Dataset entries
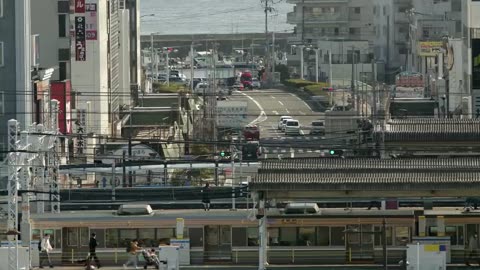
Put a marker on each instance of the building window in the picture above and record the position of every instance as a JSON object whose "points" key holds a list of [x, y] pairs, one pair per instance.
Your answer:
{"points": [[1, 52], [63, 70], [62, 25]]}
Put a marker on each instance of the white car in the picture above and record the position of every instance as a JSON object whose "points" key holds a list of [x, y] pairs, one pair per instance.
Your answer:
{"points": [[281, 123], [292, 127]]}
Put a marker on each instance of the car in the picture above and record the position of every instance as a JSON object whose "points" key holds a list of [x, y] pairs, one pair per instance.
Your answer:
{"points": [[256, 84], [292, 127], [318, 127], [281, 123], [251, 133]]}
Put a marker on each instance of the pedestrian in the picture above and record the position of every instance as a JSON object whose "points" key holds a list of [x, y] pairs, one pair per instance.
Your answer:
{"points": [[132, 249], [45, 250], [472, 249], [206, 197], [93, 251]]}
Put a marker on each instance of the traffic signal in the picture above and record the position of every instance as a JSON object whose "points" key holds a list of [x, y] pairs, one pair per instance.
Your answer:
{"points": [[335, 152]]}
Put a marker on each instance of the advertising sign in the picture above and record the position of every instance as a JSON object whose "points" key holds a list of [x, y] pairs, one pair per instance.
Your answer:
{"points": [[475, 63], [79, 6], [429, 48], [80, 38], [91, 21]]}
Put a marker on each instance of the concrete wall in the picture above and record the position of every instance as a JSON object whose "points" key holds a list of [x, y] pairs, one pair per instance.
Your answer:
{"points": [[7, 80], [90, 78]]}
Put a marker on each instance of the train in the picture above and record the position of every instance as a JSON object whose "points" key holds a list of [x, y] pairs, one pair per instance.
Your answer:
{"points": [[323, 236]]}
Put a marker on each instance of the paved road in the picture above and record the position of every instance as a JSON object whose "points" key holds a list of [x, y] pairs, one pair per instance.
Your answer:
{"points": [[265, 107]]}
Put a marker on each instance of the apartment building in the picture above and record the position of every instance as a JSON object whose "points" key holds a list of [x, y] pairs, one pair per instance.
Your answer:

## TASK DESCRIPTION
Please retype the data exactly. The pictures do not go in.

## RESULT OF THE EXERCISE
Put a marker on each instance of the building window in the picture above and record the position of every instance as a JSON object whose "points" key holds a list of [x, y] pairs, one pair per instance.
Your answer:
{"points": [[1, 52], [63, 70], [62, 25]]}
Put a marker on each instance of the white car in the picture above and record the position of every instance as a JSON object whose "points" key holds a list of [x, y] pairs, one pair per instance.
Your answer:
{"points": [[281, 123], [292, 127]]}
Put a marker on each instance of the car in the picture above and record the position of every instance as a JSON object whose "points" key holds a list of [x, y] pairs, one pair per instance.
Your answer:
{"points": [[256, 84], [292, 127], [318, 127], [281, 123], [251, 133]]}
Put a marker on each instance of the pedestrian in the picture above and record the position of every instance as a JSON object whose "points" key holds a list of [x, y] pairs, one pair per instance.
Your answer:
{"points": [[132, 249], [45, 250], [472, 249], [206, 197], [93, 251]]}
Put a marker on each instance of the traffic signal in the picture above and record the position of every instance as a JSON object whose "points" key holds a list of [x, y] pairs, one pair per instance.
Your answer:
{"points": [[335, 152]]}
Put a marker on each instance of the advertising sign in the picture above and record the position of every instance as a JSON object whose "points" key holds a list of [x, y] pairs, one pair per instance.
Your answer:
{"points": [[475, 63], [79, 6], [429, 48], [80, 38], [91, 21]]}
Put a marker on each instance of the concrete wall in the picture above and record the position of every instance as a JSON object whose "points" key holds a list of [x, y] pairs, one pair per instance.
Your answer:
{"points": [[7, 80], [90, 78]]}
Put a marker on each instance of the train in the picture above and record the position of every instance as a JSON object whose "points" key holds a list of [x, y] pairs, one pair per instance.
Your answer:
{"points": [[323, 236]]}
Put a marker on each instance of the paved road in the picture above and record the position of every instance as a JSON object whose "points" key holds a list of [x, y] pairs, one pair per instance.
Your answer:
{"points": [[265, 107]]}
Put a marker on each instance of the apartment building in the picture above and record the position of every instance as a JSON object whose "points" key holds a list of [x, y] pairs, one pair per instance.
Your answer:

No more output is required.